**Text under study**
================================

As we roll through the 5th week of Dallas County’s shelter-in-place order, the coronavirus (COVID-19) continues to wreak havoc across the nation. It is apparent in these past few days that not everyone agrees with the restrictive action taken to prevent the spread of the virus, and the number of infected individuals has persisted.
The broad market has shown pre-pandemic volatility throughout the week, reflecting an economy buoyed by businesses that are becoming more reliant of fiscal, monetary, and CDC policy changes.
This week has turned up the pressure on re-opening the nation so that Americans can go back to work, ultimately shifting the economic machine back in gear.
Yet leaders in the World Health Organization warned this week that the worst of the COVID-19 pandemic is still looming in the future, furthering the debate of when it is safe to get people back to work.
Various analysts are predicting a combination of scenarios that have never been seen for our economy, so there is no clear historic data that can accurately compare with the current market environment. But past patterns cannot be completely ignored, rather everything at this point must be strategically assessed in order to continue finding portfolio growth in the market.
Monday was a shock to the markets that seemed long overdue when WTI crude oil contracts for May plummeted over 200%, or -$26, as the storage war heated up. The S&P 500 index took heed to the drastic crude downfall by finishing the day down -1.79%.
Tuesday was much of the same, with the S&P 500 falling from 2,773 to 2,736, but oil turned positive and has not looked back since, closing out Thursday at $16.87.

================================

**Extracted records**
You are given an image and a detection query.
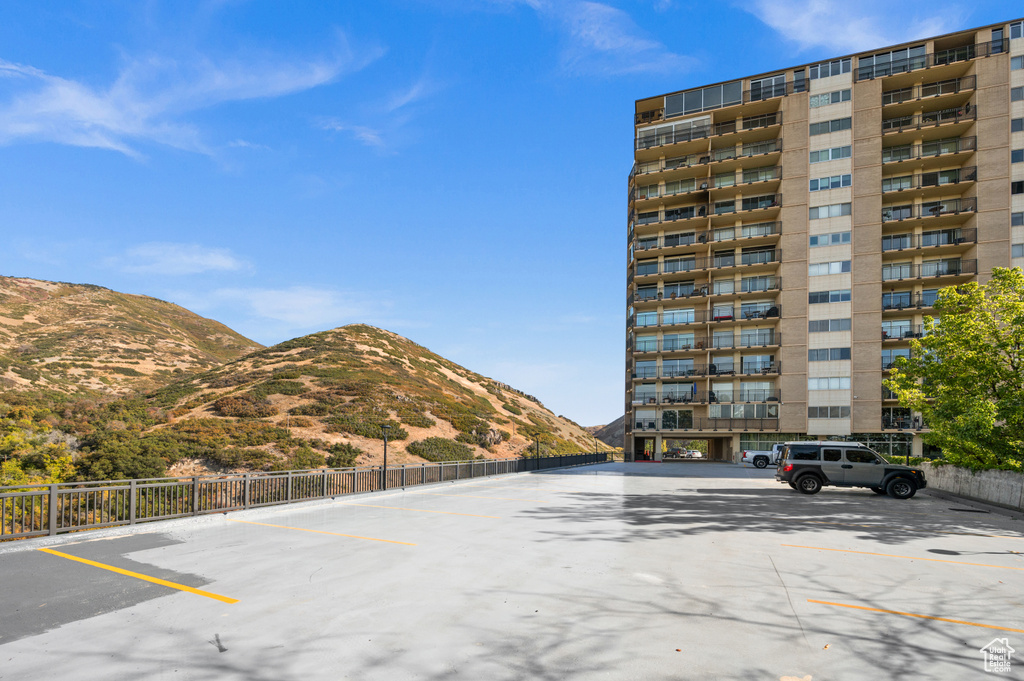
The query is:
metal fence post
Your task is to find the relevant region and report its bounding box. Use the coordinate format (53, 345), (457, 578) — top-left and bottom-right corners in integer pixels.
(128, 480), (138, 525)
(47, 484), (57, 536)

================================

**Brief 1**
According to the market commentary, how much was the S&P 500 index down at the close on Monday?
**Brief 2**
Reproduce everything in the market commentary from "Yet leaders in" down to "back to work.".

**Expected answer 1**
It finished the day down 1.79%.

**Expected answer 2**
Yet leaders in the World Health Organization warned this week that the worst of the COVID-19 pandemic is still looming in the future, furthering the debate of when it is safe to get people back to work.